● **TEXT BLOCK**
____

Today, we commemorate the 5th annual National Women and Girls HIV/AIDS Awareness Day. Yesterday, I had the opportunity to participate in a briefing held by the National Alliance for State and Territorial AIDS Directors (NASTAD) and the HHS Office on Women’s Health with important leaders in Congress. The event highlighted how the domestic epidemic is affecting women and how much we need to maintain our commitment to addressing this public health issue.
The statistics are sobering: Every 35 minutes, a woman tests positive for HIV in the United States. While women in the U.S. represented 8 percent of AIDS diagnoses in the 1980′s, they now account for 27 percent. The HIV epidemic in the U.S. disproportionately impacts women of color: HIV/AIDS is one of the leading causes of death among black women and Latinas. Compared to white women, the AIDS case rate is 5 times higher for Latinas and 20 times higher for black women. Clearly, we must redouble our prevention efforts as well as improve care and treatment for women living with HIV.
It is imperative that HIV prevention efforts take into account the way in which many women in the U.S. become infected with HIV, as more than 80 percent of HIV/AIDS cases among women and teenage girls are attributable to heterosexual contact. It is also important to increase access to female-controlled prevention methods, such as the female condom, and to develop effective microbicides and vaccines.
The Office of National AIDS Policy (ONAP) is leading a team of Federal Agency partners to develop a National HIV/AIDS Strategy and strengthen our nation’s response to the domestic epidemic. Working with a wide range of stakeholders such as state and local governments, businesses, faith communities, service providers, and others will be critical to implementing the national strategy.

____

● **WORK INSTRUCTION 1**
Answer these questions about the statement on women and HIV/AIDS:
(a) How often does a woman test positive for HIV in the United States?
(b) What share of HIV/AIDS cases among women and teenage girls is attributable to heterosexual contact?
(c) Which office is leading the team of Federal Agency partners developing the National HIV/AIDS Strategy?
● **WORK INSTRUCTION 2**
Please go on with the statement on women and HIV/AIDS from its last sentence.
The material that comes next is not needed.

____

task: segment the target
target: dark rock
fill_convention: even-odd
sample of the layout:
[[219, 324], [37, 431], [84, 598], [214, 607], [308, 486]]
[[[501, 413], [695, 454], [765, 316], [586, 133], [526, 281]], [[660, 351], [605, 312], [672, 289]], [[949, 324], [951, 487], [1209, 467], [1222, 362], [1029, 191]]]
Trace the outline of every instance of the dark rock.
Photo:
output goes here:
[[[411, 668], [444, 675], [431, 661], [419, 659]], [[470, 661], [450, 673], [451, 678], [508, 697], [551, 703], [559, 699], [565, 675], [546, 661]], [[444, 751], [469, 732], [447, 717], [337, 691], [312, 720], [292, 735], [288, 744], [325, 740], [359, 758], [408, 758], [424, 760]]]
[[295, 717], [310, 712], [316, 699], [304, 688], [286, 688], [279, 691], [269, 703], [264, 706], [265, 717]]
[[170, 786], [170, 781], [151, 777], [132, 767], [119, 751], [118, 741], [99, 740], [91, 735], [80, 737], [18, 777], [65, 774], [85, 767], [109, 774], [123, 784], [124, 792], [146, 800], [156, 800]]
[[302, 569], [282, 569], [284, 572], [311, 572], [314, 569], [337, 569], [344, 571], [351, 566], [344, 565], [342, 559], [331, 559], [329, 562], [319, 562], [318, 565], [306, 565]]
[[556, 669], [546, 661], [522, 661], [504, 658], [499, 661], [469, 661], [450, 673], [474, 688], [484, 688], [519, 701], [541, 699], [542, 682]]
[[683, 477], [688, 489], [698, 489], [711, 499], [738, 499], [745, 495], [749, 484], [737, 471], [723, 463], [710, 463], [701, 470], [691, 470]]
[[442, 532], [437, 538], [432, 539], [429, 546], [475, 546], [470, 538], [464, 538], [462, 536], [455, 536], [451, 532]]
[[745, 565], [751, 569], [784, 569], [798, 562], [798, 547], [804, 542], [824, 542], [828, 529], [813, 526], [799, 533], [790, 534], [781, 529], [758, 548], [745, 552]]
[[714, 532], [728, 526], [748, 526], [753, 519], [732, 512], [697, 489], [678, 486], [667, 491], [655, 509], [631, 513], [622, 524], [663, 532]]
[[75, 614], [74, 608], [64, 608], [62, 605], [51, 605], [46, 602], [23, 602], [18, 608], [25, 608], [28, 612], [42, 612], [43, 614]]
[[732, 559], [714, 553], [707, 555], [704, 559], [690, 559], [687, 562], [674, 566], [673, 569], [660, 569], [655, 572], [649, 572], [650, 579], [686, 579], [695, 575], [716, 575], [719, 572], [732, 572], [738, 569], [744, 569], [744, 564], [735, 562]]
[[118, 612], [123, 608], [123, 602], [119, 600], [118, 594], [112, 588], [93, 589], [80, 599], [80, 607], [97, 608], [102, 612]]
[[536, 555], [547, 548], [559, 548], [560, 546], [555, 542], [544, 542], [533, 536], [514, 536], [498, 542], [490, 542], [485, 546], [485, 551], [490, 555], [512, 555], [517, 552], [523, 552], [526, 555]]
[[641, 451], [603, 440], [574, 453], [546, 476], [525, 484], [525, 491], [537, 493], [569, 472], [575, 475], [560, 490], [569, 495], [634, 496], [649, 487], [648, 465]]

____

● **ANSWER SPACE 1**
(a) Every 35 minutes.
(b) More than 80 percent.
(c) The Office of National AIDS Policy (ONAP).

● **ANSWER SPACE 2**
Since the beginning of the epidemic, there have been significant reductions in mother-to-child transmission of HIV in the U.S. Research has also shown that progress is possible through targeted prevention programs that are effective in reducing risky behaviors among HIV-positive and HIV-negative women. But there is still work to be done, a major piece of which is enacting reforms to our health insurance system that will expand access to care. Key to these reforms are making preventive care accessible and ensuring that Americans, including women living with HIV, are not excluded from being insured due to a preexisting condition.
As we move forward, it is not only crucial to increase the number of women and girls who know their status, but also, through interventions that increase self-esteem, the number of women and girls who know their self-worth and have tools to make healthy decisions.